■ What is asked ■
Rewrite every one of the items below with "separate parts" replaced by "disjoint pieces" and everything else left unchanged.
··········
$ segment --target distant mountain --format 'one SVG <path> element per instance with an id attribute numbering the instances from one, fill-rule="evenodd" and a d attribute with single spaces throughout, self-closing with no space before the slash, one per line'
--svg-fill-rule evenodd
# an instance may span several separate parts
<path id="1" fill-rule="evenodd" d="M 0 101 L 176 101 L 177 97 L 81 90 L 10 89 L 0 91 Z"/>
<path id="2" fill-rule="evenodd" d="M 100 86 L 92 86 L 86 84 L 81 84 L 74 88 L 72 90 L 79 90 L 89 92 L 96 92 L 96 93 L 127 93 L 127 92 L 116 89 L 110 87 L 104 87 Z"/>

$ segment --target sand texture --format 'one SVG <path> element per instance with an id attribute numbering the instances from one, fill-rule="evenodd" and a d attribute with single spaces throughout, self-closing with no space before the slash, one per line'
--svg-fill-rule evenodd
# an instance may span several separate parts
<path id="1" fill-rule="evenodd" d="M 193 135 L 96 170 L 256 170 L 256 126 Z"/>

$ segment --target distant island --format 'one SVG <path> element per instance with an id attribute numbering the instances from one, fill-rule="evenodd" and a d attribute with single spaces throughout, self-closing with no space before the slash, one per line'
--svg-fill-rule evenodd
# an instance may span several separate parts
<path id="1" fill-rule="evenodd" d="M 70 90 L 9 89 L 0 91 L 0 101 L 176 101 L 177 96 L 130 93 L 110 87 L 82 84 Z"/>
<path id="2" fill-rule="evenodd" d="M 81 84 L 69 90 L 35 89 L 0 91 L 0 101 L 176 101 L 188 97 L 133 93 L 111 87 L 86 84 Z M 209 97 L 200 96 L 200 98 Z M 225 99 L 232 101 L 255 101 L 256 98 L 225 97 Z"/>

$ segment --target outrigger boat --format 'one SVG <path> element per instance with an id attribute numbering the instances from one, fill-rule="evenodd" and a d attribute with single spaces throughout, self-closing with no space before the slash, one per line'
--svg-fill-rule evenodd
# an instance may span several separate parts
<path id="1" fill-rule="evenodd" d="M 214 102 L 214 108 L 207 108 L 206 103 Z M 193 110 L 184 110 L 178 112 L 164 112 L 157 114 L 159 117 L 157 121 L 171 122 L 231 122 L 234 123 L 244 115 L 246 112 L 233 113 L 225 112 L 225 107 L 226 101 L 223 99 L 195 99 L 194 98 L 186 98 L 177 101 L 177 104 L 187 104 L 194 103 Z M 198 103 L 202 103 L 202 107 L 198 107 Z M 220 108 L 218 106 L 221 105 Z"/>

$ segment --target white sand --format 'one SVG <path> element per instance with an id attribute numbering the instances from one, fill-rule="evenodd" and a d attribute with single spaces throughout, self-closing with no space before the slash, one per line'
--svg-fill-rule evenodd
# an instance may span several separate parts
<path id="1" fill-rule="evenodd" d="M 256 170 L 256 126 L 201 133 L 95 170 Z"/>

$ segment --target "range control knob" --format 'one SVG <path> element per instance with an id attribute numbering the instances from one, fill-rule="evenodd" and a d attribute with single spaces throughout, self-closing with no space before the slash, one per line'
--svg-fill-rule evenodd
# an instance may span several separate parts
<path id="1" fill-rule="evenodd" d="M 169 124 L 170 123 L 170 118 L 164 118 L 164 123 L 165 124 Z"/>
··········
■ Solution below ■
$ segment --target distant mountain --format 'one SVG <path> element per instance with an id attribute numbering the instances from one, fill-rule="evenodd" and a d attribute with single spaces throughout, self-closing with no space before the slash, one per line'
--svg-fill-rule evenodd
# an instance may span several disjoint pieces
<path id="1" fill-rule="evenodd" d="M 0 101 L 176 101 L 177 97 L 81 90 L 10 89 L 0 91 Z"/>
<path id="2" fill-rule="evenodd" d="M 100 86 L 92 86 L 86 84 L 81 84 L 74 88 L 72 90 L 79 90 L 89 92 L 96 92 L 96 93 L 127 93 L 127 92 L 116 89 L 110 87 L 104 87 Z"/>

$ segment --target sand texture --format 'one SVG <path> element per instance with an id attribute numbering the instances from one, fill-rule="evenodd" and a d attribute with single spaces throughout, self-closing with no space before the slash, one per line'
--svg-fill-rule evenodd
# an instance may span several disjoint pieces
<path id="1" fill-rule="evenodd" d="M 193 135 L 96 170 L 256 170 L 256 126 Z"/>

$ segment --target distant island --format 'one SVG <path> element per instance with an id attribute numbering the instances from one, fill-rule="evenodd" and a d attribute with single spaces throughout, self-closing with no space before the slash, one per line'
--svg-fill-rule evenodd
# an instance may span several disjoint pieces
<path id="1" fill-rule="evenodd" d="M 70 90 L 9 89 L 0 91 L 0 101 L 176 101 L 177 96 L 130 93 L 110 87 L 82 84 Z"/>
<path id="2" fill-rule="evenodd" d="M 81 84 L 69 90 L 35 89 L 0 91 L 0 101 L 176 101 L 188 97 L 133 93 L 111 87 L 86 84 Z M 209 97 L 200 96 L 200 98 Z M 225 99 L 232 101 L 255 101 L 256 98 L 225 97 Z"/>

$ segment --target outrigger boat --format 'one SVG <path> element per instance with an id attribute numbering the instances from one, fill-rule="evenodd" and a d attribute with single spaces throughout, self-closing with no space before the slash, one per line'
--svg-fill-rule evenodd
# an instance may span several disjoint pieces
<path id="1" fill-rule="evenodd" d="M 214 102 L 214 108 L 207 108 L 206 103 Z M 193 110 L 184 110 L 178 112 L 164 112 L 157 114 L 159 117 L 157 121 L 171 122 L 231 122 L 234 123 L 244 115 L 246 112 L 233 113 L 225 112 L 225 107 L 226 101 L 223 99 L 195 99 L 194 98 L 186 98 L 177 101 L 177 104 L 187 104 L 194 103 Z M 198 103 L 202 103 L 202 107 L 198 107 Z M 220 108 L 218 106 L 221 105 Z"/>

$ segment --target white sand --format 'one SVG <path> element per instance with an id attribute numbering the instances from one, fill-rule="evenodd" and a d attribute with single spaces throughout, self-closing with no space before the slash, one per line'
--svg-fill-rule evenodd
# an instance may span several disjoint pieces
<path id="1" fill-rule="evenodd" d="M 256 170 L 256 126 L 201 133 L 95 170 Z"/>

$ segment --target "range control knob" --format 'one SVG <path> element per instance with an id attribute numbering the instances from one, fill-rule="evenodd" and a d attribute with single spaces throughout, self-closing with no space before the slash, one per line'
--svg-fill-rule evenodd
# an instance may span several disjoint pieces
<path id="1" fill-rule="evenodd" d="M 169 124 L 170 123 L 170 118 L 164 118 L 164 123 L 165 124 Z"/>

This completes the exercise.